* _REQUIRED WORK_
[1] Which identity does the worked solution apply to the first term, cos 2x?
[2] Duplicate the worked solution between "sin x takes" and "values for y.", inclusive.

Here we have the function y = cos 2x - 4*sin x.

To find the range we have to remember that x is the same for the cos 2x as well as sin x.

y = cos 2x - 4*sin x

=> 1 - 2*(sin x)^2 - 4*sin x

sin x takes on values from -1 to + 1

For sin x = -1

y = 1 - 2 - 4 = -5

For sin x = -1

y = 1 - 2 + 4 = 3

**This gives the required range of y =cos 2x - 4*sin x as [-5 , 3]**

In other words, we'll have to identify the maximum and minimum values for y.

We'll re-write the expression of y, using just sine function.

We'll apply the double angle identity for the first term.

cos 2x = 1 - 2(sin x)^2

y = 1 - 2(sin x)^2 - 4 sin x

We'll consider the maximum value for sin x = 1:

y = 1 - 2 - 4

y = -6 + 1

y = -5

Now, we'll consider the minimum value for sin x = -1.

y = 1 - 2 + 4

y = 3

So, for a maximum value for sin x, we'll get a minimum value for y, namely y = -5. For a minimum value of sin x, we'll get a maximum of y = 3.

**The range of values of y, if y = cos2x-4sinx, is represented by the closed interval [-5 ; 3].**

* _STORED DATA_
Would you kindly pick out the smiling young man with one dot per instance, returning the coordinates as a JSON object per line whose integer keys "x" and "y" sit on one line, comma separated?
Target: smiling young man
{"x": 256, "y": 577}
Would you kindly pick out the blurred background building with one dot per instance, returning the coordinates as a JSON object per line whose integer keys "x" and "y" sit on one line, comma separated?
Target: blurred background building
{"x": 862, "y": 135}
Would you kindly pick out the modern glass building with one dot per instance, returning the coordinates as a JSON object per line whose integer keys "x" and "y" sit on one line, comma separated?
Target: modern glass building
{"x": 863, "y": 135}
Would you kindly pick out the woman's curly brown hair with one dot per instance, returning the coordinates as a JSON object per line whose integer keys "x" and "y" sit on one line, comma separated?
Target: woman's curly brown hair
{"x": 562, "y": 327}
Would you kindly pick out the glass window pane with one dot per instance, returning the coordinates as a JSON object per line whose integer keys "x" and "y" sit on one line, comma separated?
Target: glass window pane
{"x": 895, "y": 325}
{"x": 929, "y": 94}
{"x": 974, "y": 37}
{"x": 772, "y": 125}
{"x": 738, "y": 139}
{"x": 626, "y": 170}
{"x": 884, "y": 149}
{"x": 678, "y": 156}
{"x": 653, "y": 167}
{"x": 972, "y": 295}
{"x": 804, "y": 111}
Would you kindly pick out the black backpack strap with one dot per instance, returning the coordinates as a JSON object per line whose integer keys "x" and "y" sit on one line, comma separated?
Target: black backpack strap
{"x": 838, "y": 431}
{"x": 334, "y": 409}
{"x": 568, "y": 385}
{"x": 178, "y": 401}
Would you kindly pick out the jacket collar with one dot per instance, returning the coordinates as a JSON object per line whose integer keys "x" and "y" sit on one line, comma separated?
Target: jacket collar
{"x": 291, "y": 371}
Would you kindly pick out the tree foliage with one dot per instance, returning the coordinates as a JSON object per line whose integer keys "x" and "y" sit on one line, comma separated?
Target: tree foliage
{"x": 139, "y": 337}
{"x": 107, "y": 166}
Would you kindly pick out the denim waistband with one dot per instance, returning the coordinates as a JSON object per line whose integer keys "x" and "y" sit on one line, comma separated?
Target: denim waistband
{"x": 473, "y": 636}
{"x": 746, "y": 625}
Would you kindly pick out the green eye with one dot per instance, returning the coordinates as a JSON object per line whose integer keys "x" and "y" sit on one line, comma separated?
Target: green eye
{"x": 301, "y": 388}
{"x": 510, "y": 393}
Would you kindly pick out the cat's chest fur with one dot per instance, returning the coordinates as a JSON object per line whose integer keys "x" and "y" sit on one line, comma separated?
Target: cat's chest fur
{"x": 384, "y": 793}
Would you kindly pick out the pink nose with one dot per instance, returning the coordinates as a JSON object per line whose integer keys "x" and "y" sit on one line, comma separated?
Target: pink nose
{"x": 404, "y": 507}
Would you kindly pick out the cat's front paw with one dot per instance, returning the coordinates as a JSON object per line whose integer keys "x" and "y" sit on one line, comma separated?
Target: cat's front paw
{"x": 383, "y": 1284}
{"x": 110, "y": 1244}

* _TASK ANSWERS_
[1] The double angle identity, cos 2x = 1 - 2(sin x)^2.

[2]
sin x takes on values from -1 to + 1

For sin x = -1

y = 1 - 2 - 4 = -5

For sin x = -1

y = 1 - 2 + 4 = 3

**This gives the required range of y =cos 2x - 4*sin x as [-5 , 3]**

In other words, we'll have to identify the maximum and minimum values for y.